Sink is the async equivalent of std::io::Write for asynchronous streams.

Feed vs Send

use futures::sink::SinkExt;
use futures::stream::StreamExt;
 
async fn feed_vs_send() -> Result<(), Box<dyn std::error::Error>> {
    // feed: Enqueues an item but may not flush immediately
    // send: Enqueues an item AND flushes
    
    let mut sink = get_sink();
    
    // Using feed (just enqueues):
    sink.feed(item).await?;  // Enqueues item
    // Item may not be transmitted yet!
    // Need to flush separately:
    sink.flush().await?;  // Now the item is transmitted
    
    // Using send (combines both):
    sink.send(item).await?;  // Enqueues AND flushes
    // Item is guaranteed to be transmitted
    
    Ok(())

★ ★ ★ ★

### Task to complete
Reproduce the portion of the Sink excerpt that lies between "use futures::sink::SinkExt;" and "be transmitted yet!", inclusive.

★ ★ ★ ★

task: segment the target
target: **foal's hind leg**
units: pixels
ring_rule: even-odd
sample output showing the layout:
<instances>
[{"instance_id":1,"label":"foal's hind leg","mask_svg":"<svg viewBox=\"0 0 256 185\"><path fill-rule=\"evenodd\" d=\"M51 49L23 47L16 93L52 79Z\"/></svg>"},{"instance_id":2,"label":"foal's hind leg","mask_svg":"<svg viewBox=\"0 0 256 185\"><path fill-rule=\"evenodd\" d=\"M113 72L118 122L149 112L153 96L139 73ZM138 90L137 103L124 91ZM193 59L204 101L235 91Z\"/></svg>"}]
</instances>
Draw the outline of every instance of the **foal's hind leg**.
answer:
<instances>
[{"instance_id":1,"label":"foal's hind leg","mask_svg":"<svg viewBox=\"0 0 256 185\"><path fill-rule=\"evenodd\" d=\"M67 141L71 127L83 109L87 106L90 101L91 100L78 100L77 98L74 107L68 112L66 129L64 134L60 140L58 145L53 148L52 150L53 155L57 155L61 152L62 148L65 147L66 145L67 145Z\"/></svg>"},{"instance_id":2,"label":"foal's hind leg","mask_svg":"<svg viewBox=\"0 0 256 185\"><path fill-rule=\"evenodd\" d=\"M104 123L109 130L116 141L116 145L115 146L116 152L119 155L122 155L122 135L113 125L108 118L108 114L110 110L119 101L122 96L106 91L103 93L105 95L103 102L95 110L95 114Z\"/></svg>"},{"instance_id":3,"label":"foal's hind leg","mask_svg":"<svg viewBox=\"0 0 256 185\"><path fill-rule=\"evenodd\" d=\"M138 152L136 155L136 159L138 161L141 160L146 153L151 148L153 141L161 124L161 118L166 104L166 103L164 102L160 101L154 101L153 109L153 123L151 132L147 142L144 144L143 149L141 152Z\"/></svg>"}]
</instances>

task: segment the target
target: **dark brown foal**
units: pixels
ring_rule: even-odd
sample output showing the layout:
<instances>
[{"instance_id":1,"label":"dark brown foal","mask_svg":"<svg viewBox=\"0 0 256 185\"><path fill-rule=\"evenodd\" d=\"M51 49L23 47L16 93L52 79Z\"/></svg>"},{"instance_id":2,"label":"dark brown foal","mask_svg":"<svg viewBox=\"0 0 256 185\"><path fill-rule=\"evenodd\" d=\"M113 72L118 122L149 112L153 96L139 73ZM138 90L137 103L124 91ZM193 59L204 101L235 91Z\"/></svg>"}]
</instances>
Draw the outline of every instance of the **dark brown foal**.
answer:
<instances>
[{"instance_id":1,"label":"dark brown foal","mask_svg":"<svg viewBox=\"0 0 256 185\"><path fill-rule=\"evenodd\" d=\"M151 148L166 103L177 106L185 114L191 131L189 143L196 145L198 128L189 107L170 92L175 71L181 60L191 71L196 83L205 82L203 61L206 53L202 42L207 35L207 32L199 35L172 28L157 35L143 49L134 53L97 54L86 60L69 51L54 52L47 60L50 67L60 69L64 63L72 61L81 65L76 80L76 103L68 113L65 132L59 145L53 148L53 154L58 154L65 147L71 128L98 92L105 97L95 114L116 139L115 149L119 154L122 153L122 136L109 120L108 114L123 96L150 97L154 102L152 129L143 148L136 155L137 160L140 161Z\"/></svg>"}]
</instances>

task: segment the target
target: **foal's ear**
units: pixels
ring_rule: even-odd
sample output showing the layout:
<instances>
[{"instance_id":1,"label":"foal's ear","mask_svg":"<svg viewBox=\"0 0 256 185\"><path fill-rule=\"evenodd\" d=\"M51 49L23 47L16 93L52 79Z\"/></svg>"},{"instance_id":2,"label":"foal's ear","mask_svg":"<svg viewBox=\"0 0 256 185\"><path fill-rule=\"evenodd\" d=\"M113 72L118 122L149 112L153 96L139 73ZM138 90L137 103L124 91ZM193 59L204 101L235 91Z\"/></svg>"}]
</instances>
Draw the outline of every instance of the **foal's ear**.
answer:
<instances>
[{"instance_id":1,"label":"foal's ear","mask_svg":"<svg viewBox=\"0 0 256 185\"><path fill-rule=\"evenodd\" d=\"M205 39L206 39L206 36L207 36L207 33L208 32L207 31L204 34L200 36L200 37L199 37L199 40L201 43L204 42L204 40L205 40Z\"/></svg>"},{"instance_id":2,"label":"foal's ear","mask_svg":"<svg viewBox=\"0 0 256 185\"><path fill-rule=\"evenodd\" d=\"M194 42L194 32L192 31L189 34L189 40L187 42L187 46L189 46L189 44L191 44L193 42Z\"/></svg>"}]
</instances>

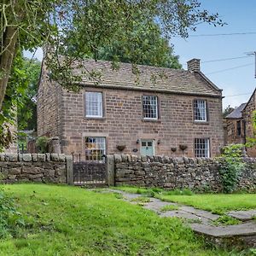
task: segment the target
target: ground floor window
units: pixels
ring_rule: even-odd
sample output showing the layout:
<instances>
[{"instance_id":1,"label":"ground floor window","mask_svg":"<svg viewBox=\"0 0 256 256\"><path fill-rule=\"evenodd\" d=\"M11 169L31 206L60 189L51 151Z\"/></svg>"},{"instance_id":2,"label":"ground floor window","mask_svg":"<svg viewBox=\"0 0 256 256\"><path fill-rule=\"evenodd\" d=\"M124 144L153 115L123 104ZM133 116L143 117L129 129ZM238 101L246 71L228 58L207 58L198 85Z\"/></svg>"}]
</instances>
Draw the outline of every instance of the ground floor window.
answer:
<instances>
[{"instance_id":1,"label":"ground floor window","mask_svg":"<svg viewBox=\"0 0 256 256\"><path fill-rule=\"evenodd\" d=\"M210 141L208 138L195 139L195 156L210 157Z\"/></svg>"},{"instance_id":2,"label":"ground floor window","mask_svg":"<svg viewBox=\"0 0 256 256\"><path fill-rule=\"evenodd\" d=\"M85 137L85 160L102 160L106 155L106 138L104 137Z\"/></svg>"}]
</instances>

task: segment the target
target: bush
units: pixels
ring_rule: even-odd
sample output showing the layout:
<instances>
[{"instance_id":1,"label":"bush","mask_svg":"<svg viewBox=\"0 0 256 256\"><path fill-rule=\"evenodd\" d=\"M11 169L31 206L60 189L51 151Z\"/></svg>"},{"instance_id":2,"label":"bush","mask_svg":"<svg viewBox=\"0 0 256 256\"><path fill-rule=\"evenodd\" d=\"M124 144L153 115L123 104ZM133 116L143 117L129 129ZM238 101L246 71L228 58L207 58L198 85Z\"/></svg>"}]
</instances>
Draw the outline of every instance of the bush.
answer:
<instances>
[{"instance_id":1,"label":"bush","mask_svg":"<svg viewBox=\"0 0 256 256\"><path fill-rule=\"evenodd\" d=\"M48 151L49 138L45 136L38 137L36 142L36 145L39 153L47 153Z\"/></svg>"},{"instance_id":2,"label":"bush","mask_svg":"<svg viewBox=\"0 0 256 256\"><path fill-rule=\"evenodd\" d=\"M223 148L218 172L224 193L232 193L236 189L239 174L244 166L241 158L243 147L242 144L234 144Z\"/></svg>"}]
</instances>

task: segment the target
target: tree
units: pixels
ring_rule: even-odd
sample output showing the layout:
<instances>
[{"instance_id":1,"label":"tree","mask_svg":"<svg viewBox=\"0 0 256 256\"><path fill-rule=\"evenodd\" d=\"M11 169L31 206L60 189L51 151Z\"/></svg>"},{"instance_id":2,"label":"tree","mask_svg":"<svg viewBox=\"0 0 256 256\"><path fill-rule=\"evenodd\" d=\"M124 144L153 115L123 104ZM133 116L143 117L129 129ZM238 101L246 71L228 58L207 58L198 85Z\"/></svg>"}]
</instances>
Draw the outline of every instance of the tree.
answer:
<instances>
[{"instance_id":1,"label":"tree","mask_svg":"<svg viewBox=\"0 0 256 256\"><path fill-rule=\"evenodd\" d=\"M157 23L154 20L145 22L139 15L134 23L132 31L127 32L127 34L119 33L118 38L110 40L91 53L90 57L162 67L182 67L168 40L161 36ZM72 49L76 47L76 44L70 46Z\"/></svg>"},{"instance_id":2,"label":"tree","mask_svg":"<svg viewBox=\"0 0 256 256\"><path fill-rule=\"evenodd\" d=\"M227 115L229 115L232 111L234 111L234 108L230 107L230 105L229 105L223 112L222 115L224 118L225 118Z\"/></svg>"},{"instance_id":3,"label":"tree","mask_svg":"<svg viewBox=\"0 0 256 256\"><path fill-rule=\"evenodd\" d=\"M35 96L38 91L41 62L38 60L23 58L23 70L27 85L18 106L18 130L37 130L37 104Z\"/></svg>"},{"instance_id":4,"label":"tree","mask_svg":"<svg viewBox=\"0 0 256 256\"><path fill-rule=\"evenodd\" d=\"M167 39L175 34L187 37L188 29L195 30L201 21L223 25L218 14L201 9L198 0L2 0L0 125L9 120L3 113L3 102L8 87L12 86L9 78L19 50L48 45L50 51L46 47L49 54L45 61L51 78L69 90L78 90L73 82L79 76L72 73L74 63L79 65L81 56L96 53L110 39L121 39L121 44L136 26L138 12L148 29L152 20L157 20ZM71 42L79 43L75 50L67 50ZM127 49L132 56L134 52L130 51ZM61 61L61 55L64 56ZM0 131L2 137L9 133L8 129Z\"/></svg>"}]
</instances>

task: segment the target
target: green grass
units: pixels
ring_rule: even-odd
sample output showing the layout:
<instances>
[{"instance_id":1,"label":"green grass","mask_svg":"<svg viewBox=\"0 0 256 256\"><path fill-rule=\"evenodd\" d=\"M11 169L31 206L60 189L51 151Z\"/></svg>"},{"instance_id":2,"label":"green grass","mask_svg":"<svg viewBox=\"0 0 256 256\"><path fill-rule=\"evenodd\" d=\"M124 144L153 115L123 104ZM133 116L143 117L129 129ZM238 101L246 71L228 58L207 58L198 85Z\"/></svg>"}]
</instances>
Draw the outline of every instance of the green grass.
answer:
<instances>
[{"instance_id":1,"label":"green grass","mask_svg":"<svg viewBox=\"0 0 256 256\"><path fill-rule=\"evenodd\" d=\"M137 193L159 198L165 201L192 206L218 214L233 210L256 209L256 194L194 194L189 189L163 190L136 187L116 187L129 193Z\"/></svg>"},{"instance_id":2,"label":"green grass","mask_svg":"<svg viewBox=\"0 0 256 256\"><path fill-rule=\"evenodd\" d=\"M207 247L177 218L80 188L4 185L26 227L0 240L0 255L239 255Z\"/></svg>"},{"instance_id":3,"label":"green grass","mask_svg":"<svg viewBox=\"0 0 256 256\"><path fill-rule=\"evenodd\" d=\"M173 205L164 206L160 208L161 212L176 211L176 210L178 210L178 207Z\"/></svg>"},{"instance_id":4,"label":"green grass","mask_svg":"<svg viewBox=\"0 0 256 256\"><path fill-rule=\"evenodd\" d=\"M217 219L212 221L212 224L216 226L219 226L219 225L227 226L227 225L236 225L236 224L241 224L241 221L237 218L235 218L233 217L224 214L224 215L220 216Z\"/></svg>"},{"instance_id":5,"label":"green grass","mask_svg":"<svg viewBox=\"0 0 256 256\"><path fill-rule=\"evenodd\" d=\"M192 206L223 214L232 210L256 209L256 194L199 194L192 195L158 195L166 201Z\"/></svg>"}]
</instances>

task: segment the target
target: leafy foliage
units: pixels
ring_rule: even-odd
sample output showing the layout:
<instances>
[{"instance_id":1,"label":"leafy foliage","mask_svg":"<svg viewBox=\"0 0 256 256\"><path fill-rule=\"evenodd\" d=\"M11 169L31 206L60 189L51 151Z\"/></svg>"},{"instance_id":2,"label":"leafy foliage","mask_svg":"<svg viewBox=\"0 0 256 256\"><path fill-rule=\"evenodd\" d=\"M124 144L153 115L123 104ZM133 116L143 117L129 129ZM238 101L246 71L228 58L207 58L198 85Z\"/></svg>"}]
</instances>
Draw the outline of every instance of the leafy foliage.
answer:
<instances>
[{"instance_id":1,"label":"leafy foliage","mask_svg":"<svg viewBox=\"0 0 256 256\"><path fill-rule=\"evenodd\" d=\"M244 166L241 158L243 148L242 144L234 144L223 148L223 159L218 172L224 193L231 193L236 189L240 172Z\"/></svg>"},{"instance_id":2,"label":"leafy foliage","mask_svg":"<svg viewBox=\"0 0 256 256\"><path fill-rule=\"evenodd\" d=\"M223 112L222 115L224 118L225 118L227 115L229 115L235 108L230 107L230 105L229 105Z\"/></svg>"},{"instance_id":3,"label":"leafy foliage","mask_svg":"<svg viewBox=\"0 0 256 256\"><path fill-rule=\"evenodd\" d=\"M39 153L47 153L49 138L45 136L38 137L36 141L36 145L38 148Z\"/></svg>"},{"instance_id":4,"label":"leafy foliage","mask_svg":"<svg viewBox=\"0 0 256 256\"><path fill-rule=\"evenodd\" d=\"M18 106L18 129L37 130L36 95L41 70L41 62L38 60L23 57L23 70L27 84L22 93L21 104Z\"/></svg>"},{"instance_id":5,"label":"leafy foliage","mask_svg":"<svg viewBox=\"0 0 256 256\"><path fill-rule=\"evenodd\" d=\"M160 28L154 21L145 22L136 18L132 31L118 34L91 55L101 60L122 61L171 68L181 68L178 57L173 55L172 48L161 36ZM75 45L73 45L75 47Z\"/></svg>"}]
</instances>

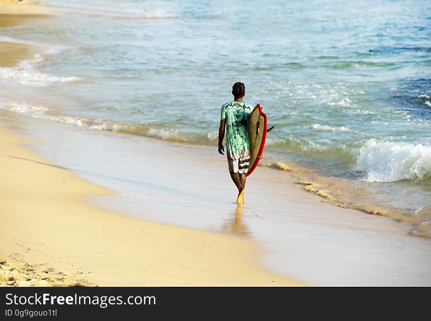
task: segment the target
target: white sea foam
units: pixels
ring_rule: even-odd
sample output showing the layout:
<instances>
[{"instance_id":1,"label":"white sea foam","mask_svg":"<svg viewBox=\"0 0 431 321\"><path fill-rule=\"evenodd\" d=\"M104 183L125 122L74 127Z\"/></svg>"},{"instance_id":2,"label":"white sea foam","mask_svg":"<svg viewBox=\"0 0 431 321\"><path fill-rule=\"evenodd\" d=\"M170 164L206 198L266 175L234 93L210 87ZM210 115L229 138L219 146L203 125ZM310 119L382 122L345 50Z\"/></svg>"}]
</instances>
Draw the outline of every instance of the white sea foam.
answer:
<instances>
[{"instance_id":1,"label":"white sea foam","mask_svg":"<svg viewBox=\"0 0 431 321\"><path fill-rule=\"evenodd\" d=\"M101 10L100 8L84 7L74 5L57 5L53 7L65 12L81 15L84 14L88 16L106 17L112 18L134 19L169 19L174 17L172 13L165 12L160 10L143 10L138 8L136 8L132 11L131 10Z\"/></svg>"},{"instance_id":2,"label":"white sea foam","mask_svg":"<svg viewBox=\"0 0 431 321\"><path fill-rule=\"evenodd\" d=\"M320 124L314 124L312 125L313 129L324 132L335 132L336 133L358 133L356 131L353 130L344 126L339 127L332 127L326 125L320 125Z\"/></svg>"},{"instance_id":3,"label":"white sea foam","mask_svg":"<svg viewBox=\"0 0 431 321\"><path fill-rule=\"evenodd\" d=\"M12 79L32 87L43 87L55 82L74 82L82 79L79 77L59 77L44 73L26 67L24 62L16 67L0 68L0 78Z\"/></svg>"},{"instance_id":4,"label":"white sea foam","mask_svg":"<svg viewBox=\"0 0 431 321\"><path fill-rule=\"evenodd\" d=\"M43 119L67 125L93 130L121 132L130 134L146 135L163 139L185 140L176 130L152 128L146 123L138 123L118 122L102 119L92 119L84 117L76 117L59 115L53 109L41 106L27 106L17 104L1 104L0 109L14 112L33 118Z\"/></svg>"},{"instance_id":5,"label":"white sea foam","mask_svg":"<svg viewBox=\"0 0 431 321\"><path fill-rule=\"evenodd\" d=\"M354 169L363 172L367 182L423 180L431 176L431 146L370 139Z\"/></svg>"},{"instance_id":6,"label":"white sea foam","mask_svg":"<svg viewBox=\"0 0 431 321\"><path fill-rule=\"evenodd\" d=\"M347 97L346 98L343 98L339 101L335 102L335 101L330 101L328 103L328 104L330 106L350 106L350 103L352 102L352 101L349 99Z\"/></svg>"}]
</instances>

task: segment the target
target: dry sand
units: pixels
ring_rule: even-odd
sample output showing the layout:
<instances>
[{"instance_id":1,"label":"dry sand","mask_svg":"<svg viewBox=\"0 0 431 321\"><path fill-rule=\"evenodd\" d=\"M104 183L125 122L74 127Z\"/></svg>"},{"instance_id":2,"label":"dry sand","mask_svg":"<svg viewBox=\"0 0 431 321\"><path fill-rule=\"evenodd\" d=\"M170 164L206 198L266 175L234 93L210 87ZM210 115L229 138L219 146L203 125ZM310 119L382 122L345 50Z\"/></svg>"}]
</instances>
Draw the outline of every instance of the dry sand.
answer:
<instances>
[{"instance_id":1,"label":"dry sand","mask_svg":"<svg viewBox=\"0 0 431 321\"><path fill-rule=\"evenodd\" d=\"M86 204L110 190L48 163L24 142L0 130L1 285L299 284L260 267L255 247L239 238Z\"/></svg>"},{"instance_id":2,"label":"dry sand","mask_svg":"<svg viewBox=\"0 0 431 321\"><path fill-rule=\"evenodd\" d=\"M0 26L51 12L0 1ZM0 43L0 66L34 54L32 46ZM250 242L86 204L110 191L18 145L24 142L0 131L0 285L299 284L259 267Z\"/></svg>"},{"instance_id":3,"label":"dry sand","mask_svg":"<svg viewBox=\"0 0 431 321\"><path fill-rule=\"evenodd\" d=\"M34 0L0 0L0 14L40 16L53 13L53 10L49 8L38 5L40 2ZM2 17L1 20L3 19Z\"/></svg>"}]
</instances>

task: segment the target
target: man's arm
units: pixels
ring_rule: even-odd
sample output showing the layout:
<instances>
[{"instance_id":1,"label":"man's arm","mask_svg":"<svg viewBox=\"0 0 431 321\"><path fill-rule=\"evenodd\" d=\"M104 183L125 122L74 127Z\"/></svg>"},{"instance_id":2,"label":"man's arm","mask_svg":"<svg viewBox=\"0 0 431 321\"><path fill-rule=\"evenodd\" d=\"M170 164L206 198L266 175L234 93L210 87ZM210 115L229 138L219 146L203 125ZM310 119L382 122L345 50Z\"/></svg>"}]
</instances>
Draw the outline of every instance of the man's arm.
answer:
<instances>
[{"instance_id":1,"label":"man's arm","mask_svg":"<svg viewBox=\"0 0 431 321\"><path fill-rule=\"evenodd\" d=\"M224 147L223 147L223 138L224 138L224 128L226 125L226 118L220 121L220 127L218 128L218 153L222 155L224 154Z\"/></svg>"}]
</instances>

★ ★ ★ ★

### Result of this exercise
use futures::sink::SinkExt;
use futures::stream::StreamExt;
 
async fn feed_vs_send() -> Result<(), Box<dyn std::error::Error>> {
    // feed: Enqueues an item but may not flush immediately
    // send: Enqueues an item AND flushes
    
    let mut sink = get_sink();
    
    // Using feed (just enqueues):
    sink.feed(item).await?;  // Enqueues item
    // Item may not be transmitted yet!